Directions for this task — Repeat this passage on David Crockett Graham word for word.
-- begin Page extract --
Conclusion

                                                                                                       

Margaret Graham, one of David Crockett Graham's children, came back to China in the early 1980s.  The nation had been largely closed to outsiders since her family left in 1948 and was just beginning to open up again when Graham returned, to teach English and revisit her long-time home in Sichuan.  During one of her visits to the area, Graham was honored by many of the Miao people among whom her father had worked.  "Dr. Graham had started the first elementary school that the Miaos ever had," recalled Astrid Peterson, a fellow former missionary in Sichuan.[1]  His daughter appears to have been eager to return to this homeland of sorts, spending the remainder of her life in China.  Pastor Chang Jen-Kai recollected that Margaret Graham had asked that a portion of her bone ash be buried in Chi-Shing-San, Yibin (formerly Suifu).  Upon her death on July 2, 1987, local Christians carried out her wish.[2]  These accounts suggest that the local community fondly remembered David Crockett Graham and that, perhaps, the affection was mutually binding.  Margaret Graham felt such a connection to the place that she spent the last years of her life there and even requested that it be her "final resting place."

 

To posit D.C. Graham as a mere Orientalist would deny this profoundly human element of the encounter between those entities we continue to call "East" and "West."  Graham was not an imperialist, nor an Orientalist, nor even a missionary or scientist.  He was a human being who existed at an intersection of all of these lines, among them Western imperialism, academic Orientalism, liberal Protestantism, the institution of Christian missions, the discipline of anthropology, and numerous others.  As we have seen, Graham actively contributed to the West China Border Research Society, an institution of what Edward Said called "academic Orientalism."  The Society was a distinctive entity in its own right, synthesizing missionary sensibilities and Western science into a unique mission of research: romantic, pragmatic and humanist.  Although more skeptical and judicious than some of his peers, Graham remained situated in the group's Orientalist discourse; his work served to objectify the Oriental "Other" and produced representations meant to aid in the expansion of Western culture and the transformation of the objectified culture.  Of course, Graham's humanist and liberal values served to soften the oppressive nature of this project, as he embraced the Chinese and their culture at least as much as he rejected them.
-- end Page extract --
-- begin Provided records --
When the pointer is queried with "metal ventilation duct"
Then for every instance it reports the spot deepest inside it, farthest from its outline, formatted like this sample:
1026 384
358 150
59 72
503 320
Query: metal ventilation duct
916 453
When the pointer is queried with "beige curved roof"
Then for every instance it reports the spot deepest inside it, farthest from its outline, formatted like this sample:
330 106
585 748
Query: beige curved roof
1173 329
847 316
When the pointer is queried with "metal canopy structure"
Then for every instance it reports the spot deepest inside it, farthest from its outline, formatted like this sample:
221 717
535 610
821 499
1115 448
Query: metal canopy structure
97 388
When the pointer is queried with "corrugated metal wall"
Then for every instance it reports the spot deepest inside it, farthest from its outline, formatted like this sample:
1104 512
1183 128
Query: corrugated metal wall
-- end Provided records --
Exercise answer —
Conclusion

                                                                                                       

Margaret Graham, one of David Crockett Graham's children, came back to China in the early 1980s.  The nation had been largely closed to outsiders since her family left in 1948 and was just beginning to open up again when Graham returned, to teach English and revisit her long-time home in Sichuan.  During one of her visits to the area, Graham was honored by many of the Miao people among whom her father had worked.  "Dr. Graham had started the first elementary school that the Miaos ever had," recalled Astrid Peterson, a fellow former missionary in Sichuan.[1]  His daughter appears to have been eager to return to this homeland of sorts, spending the remainder of her life in China.  Pastor Chang Jen-Kai recollected that Margaret Graham had asked that a portion of her bone ash be buried in Chi-Shing-San, Yibin (formerly Suifu).  Upon her death on July 2, 1987, local Christians carried out her wish.[2]  These accounts suggest that the local community fondly remembered David Crockett Graham and that, perhaps, the affection was mutually binding.  Margaret Graham felt such a connection to the place that she spent the last years of her life there and even requested that it be her "final resting place."

 

To posit D.C. Graham as a mere Orientalist would deny this profoundly human element of the encounter between those entities we continue to call "East" and "West."  Graham was not an imperialist, nor an Orientalist, nor even a missionary or scientist.  He was a human being who existed at an intersection of all of these lines, among them Western imperialism, academic Orientalism, liberal Protestantism, the institution of Christian missions, the discipline of anthropology, and numerous others.  As we have seen, Graham actively contributed to the West China Border Research Society, an institution of what Edward Said called "academic Orientalism."  The Society was a distinctive entity in its own right, synthesizing missionary sensibilities and Western science into a unique mission of research: romantic, pragmatic and humanist.  Although more skeptical and judicious than some of his peers, Graham remained situated in the group's Orientalist discourse; his work served to objectify the Oriental "Other" and produced representations meant to aid in the expansion of Western culture and the transformation of the objectified culture.  Of course, Graham's humanist and liberal values served to soften the oppressive nature of this project, as he embraced the Chinese and their culture at least as much as he rejected them.